Last week was the end of a somewhat long period of writing: two months in which I almost didn’t do any new research. The last thing I had to do was preparing the final version for the ACC’09 papers.
I start with the easy one, as opposed to the difficult one. First thing in the morning I read the paper again. I don’t like it. If I were to write it again, I’d write it in a completely different way. I read the reviews, and it seems that the reviewers liked it more than I like it now. The interesting thing is that I realize this is a case of cognitive dissonance, because when I read the reviews for the first time a couple of months ago, I had the impression they were particularly harsh. Instead they are quite reasonable and helpful.
I blame it on the typical emotional roller-coaster for research, which is conveniently summarized below:
The emotional roller-coaster for engineering papers
- T0, idea: this is so cool!
- T0 + 1 month, implementation: wait, it’s not that cool!
- T0 + 2 months, writing: yeah, it’s cool enough!
- T0 + 3 months, deadline: enough with this stuff!
- T0 + 3 months + 1, the day after the deadline: my best paper ever!
- T0 + 6 months, reading the reviews: nobody understands me!
+-------+
■ WORK TO COMPLETE ■
Write out, word for word, the part of the post about finishing the ACC'09 papers that runs between "- T0 + 1 month, implementation: wait, it’s" and "nobody understands me!", inclusive.

■ RECORDED INFORMATION ■
+-------+
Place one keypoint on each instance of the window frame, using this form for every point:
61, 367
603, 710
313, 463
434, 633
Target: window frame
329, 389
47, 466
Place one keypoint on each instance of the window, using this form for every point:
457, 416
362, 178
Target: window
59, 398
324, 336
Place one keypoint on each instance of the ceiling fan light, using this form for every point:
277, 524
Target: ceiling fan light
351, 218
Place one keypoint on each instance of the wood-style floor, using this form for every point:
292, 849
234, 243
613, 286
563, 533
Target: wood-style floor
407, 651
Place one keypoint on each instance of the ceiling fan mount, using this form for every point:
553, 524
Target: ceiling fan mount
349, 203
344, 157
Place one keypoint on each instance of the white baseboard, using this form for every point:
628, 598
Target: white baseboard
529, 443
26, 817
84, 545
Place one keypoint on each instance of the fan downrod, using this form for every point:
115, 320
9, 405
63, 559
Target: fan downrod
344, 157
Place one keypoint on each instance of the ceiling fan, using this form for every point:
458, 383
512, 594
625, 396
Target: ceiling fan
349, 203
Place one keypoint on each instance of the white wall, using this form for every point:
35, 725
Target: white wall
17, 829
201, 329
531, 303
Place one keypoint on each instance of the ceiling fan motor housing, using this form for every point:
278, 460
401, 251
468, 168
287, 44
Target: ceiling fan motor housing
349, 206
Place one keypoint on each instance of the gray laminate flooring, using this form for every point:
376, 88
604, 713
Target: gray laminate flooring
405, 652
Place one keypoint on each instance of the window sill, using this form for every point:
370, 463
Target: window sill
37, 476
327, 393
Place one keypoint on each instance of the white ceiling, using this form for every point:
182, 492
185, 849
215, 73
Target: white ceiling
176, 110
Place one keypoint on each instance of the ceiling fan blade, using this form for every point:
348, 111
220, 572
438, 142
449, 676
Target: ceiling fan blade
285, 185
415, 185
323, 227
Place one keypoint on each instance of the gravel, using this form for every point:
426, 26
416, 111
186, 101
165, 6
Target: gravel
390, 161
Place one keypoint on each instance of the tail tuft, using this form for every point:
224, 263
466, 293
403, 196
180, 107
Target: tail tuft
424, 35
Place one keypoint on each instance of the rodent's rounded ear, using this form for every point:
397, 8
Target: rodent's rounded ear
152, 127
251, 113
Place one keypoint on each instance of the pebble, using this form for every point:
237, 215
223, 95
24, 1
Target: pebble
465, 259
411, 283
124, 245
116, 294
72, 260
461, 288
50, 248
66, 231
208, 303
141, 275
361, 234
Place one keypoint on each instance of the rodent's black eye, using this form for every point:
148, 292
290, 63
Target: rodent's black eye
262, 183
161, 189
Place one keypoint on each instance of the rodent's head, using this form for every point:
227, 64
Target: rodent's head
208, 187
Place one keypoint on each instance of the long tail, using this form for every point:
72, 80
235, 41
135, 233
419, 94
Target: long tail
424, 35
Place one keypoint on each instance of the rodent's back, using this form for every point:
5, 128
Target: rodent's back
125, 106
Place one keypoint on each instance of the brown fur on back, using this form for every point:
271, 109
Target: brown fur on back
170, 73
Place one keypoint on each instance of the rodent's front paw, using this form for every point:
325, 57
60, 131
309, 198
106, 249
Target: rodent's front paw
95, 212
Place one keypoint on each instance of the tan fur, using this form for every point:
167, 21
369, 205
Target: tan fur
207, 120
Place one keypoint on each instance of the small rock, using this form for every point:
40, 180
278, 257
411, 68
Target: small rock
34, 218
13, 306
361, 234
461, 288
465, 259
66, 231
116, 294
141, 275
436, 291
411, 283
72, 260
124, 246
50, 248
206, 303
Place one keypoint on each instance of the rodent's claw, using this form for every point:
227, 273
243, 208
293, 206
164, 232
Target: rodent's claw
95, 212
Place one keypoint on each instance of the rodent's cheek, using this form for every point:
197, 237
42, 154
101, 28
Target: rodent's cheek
+-------+
■ TASK ANSWER ■
- T0 + 1 month, implementation: wait, it’s not that cool!
- T0 + 2 months, writing: yeah, it’s cool enough!
- T0 + 3 months, deadline: enough with this stuff!
- T0 + 3 months + 1, the day after the deadline: my best paper ever!
- T0 + 6 months, reading the reviews: nobody understands me!